▸ **Records for this exercise**:
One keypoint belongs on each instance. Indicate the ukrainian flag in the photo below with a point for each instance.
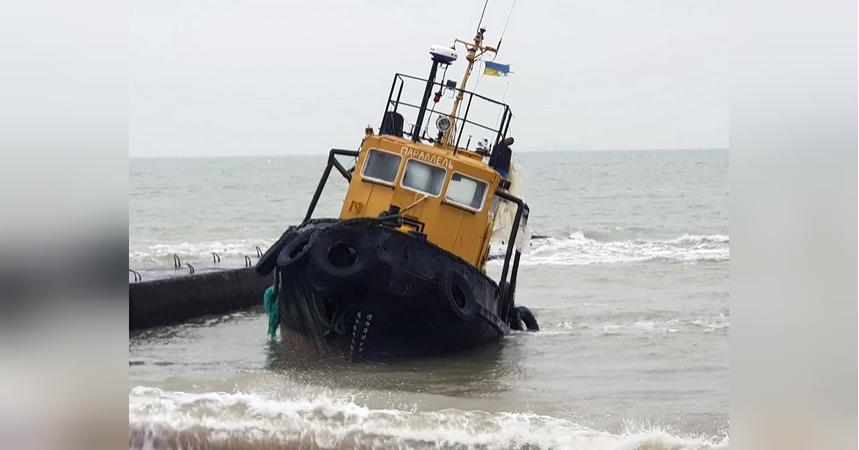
(496, 70)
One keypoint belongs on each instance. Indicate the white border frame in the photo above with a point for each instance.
(403, 177)
(460, 205)
(378, 180)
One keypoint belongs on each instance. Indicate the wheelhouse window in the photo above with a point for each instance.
(466, 192)
(382, 166)
(423, 177)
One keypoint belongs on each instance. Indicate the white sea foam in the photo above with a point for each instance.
(578, 249)
(575, 249)
(162, 254)
(239, 420)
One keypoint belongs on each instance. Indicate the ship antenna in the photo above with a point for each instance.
(498, 47)
(480, 22)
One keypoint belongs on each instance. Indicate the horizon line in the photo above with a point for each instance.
(267, 155)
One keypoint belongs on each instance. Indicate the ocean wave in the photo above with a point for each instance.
(575, 249)
(578, 249)
(162, 254)
(159, 418)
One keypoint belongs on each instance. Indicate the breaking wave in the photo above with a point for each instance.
(170, 419)
(575, 249)
(578, 249)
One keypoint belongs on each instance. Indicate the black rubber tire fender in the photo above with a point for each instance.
(356, 257)
(268, 261)
(296, 252)
(457, 295)
(527, 317)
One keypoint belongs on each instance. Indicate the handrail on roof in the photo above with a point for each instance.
(500, 132)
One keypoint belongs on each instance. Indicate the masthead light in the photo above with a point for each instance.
(443, 54)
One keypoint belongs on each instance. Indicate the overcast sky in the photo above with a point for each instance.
(267, 77)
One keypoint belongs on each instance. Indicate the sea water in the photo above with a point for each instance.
(627, 274)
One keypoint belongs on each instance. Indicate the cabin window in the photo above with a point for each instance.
(382, 166)
(423, 177)
(466, 192)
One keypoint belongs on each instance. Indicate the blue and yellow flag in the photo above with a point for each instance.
(496, 70)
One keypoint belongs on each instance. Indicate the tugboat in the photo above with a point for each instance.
(402, 270)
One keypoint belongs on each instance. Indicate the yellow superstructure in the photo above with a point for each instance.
(450, 192)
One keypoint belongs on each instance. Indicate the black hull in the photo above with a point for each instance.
(388, 294)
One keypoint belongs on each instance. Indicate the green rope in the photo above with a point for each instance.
(272, 308)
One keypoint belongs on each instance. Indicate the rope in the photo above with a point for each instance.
(480, 22)
(506, 23)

▸ **Goal of the exercise**: Render the listing above as a two-column CSV with the columns instruction and points. Give one row for each instruction, putting its text and its answer each in a single quoted field with line breaks replaced by spaces, and leave the picture out.

▸ **Response to this exercise**:
instruction,points
"One keypoint belongs on each instance. Indicate the ukrainian flag in the photo below with a point for each instance.","(496, 70)"
"One keypoint belongs on each instance. Indicate the white border frame in the photo above with a point for each instance.","(403, 177) (460, 205) (378, 180)"
"One keypoint belongs on each instance. Indicate the wheelhouse window in the photo above with a point for each instance.","(466, 192) (382, 166) (423, 177)"
"One keypoint belongs on each instance. Indicate the white sea foam in the photo above with a point for each instance.","(578, 249) (575, 249) (162, 254) (239, 420)"
"One keypoint belongs on each instance. Indicate the ship antenna in the photo above with a point for each instance.","(498, 47) (480, 22)"
"One keypoint belongs on each instance. Indicate the horizon line in the photo above with a point for each instance.","(267, 155)"
"One keypoint belongs on each instance. Indicate the ocean wave in the photo above with a point for each instance.","(575, 249) (578, 249) (162, 254) (159, 418)"
"One keypoint belongs on each instance. Indicate the breaking wave in the photo above with a point for each instance.","(170, 419) (575, 249) (578, 249)"
"One keypoint belongs on each instance. Indicate the black rubber tire fender in the photo above with a point for each instance.","(356, 257) (268, 261) (296, 252) (457, 295) (527, 317)"
"One keypoint belongs on each instance. Indicate the handrail on roof in the photo above with a point for each instance.","(500, 132)"
"One keypoint belongs on each instance. Indicate the masthead light in the photo above with a point for each instance.","(443, 54)"
"One keypoint belongs on each instance. Indicate the overcast sky in the photo above with a point for each instance.","(267, 77)"
"One keypoint belongs on each instance. Indicate the sea water in the photo above with a point for each instance.","(627, 274)"
"One keypoint belongs on each instance. Indicate the cabin window in the photo above with a point for each instance.","(382, 166) (423, 177) (466, 192)"
"One keypoint belongs on each instance. Indicate the blue and yellow flag in the photo above with a point for each instance.","(496, 70)"
"One keypoint belongs on each instance. Indicate the tugboat in the photo above with a point for each instance.","(402, 270)"
"One keypoint belongs on each instance. Indicate the yellow superstructure in the photo above with a point for each instance.","(450, 192)"
"One keypoint belongs on each instance. Indicate the black hull in the photo above with a point for each instance.","(388, 294)"
"One keypoint belongs on each instance. Indicate the green rope in the photo above with a point for each instance.","(272, 308)"
"One keypoint belongs on each instance. Indicate the rope in the photo above with a point for each instance.","(480, 22) (506, 23)"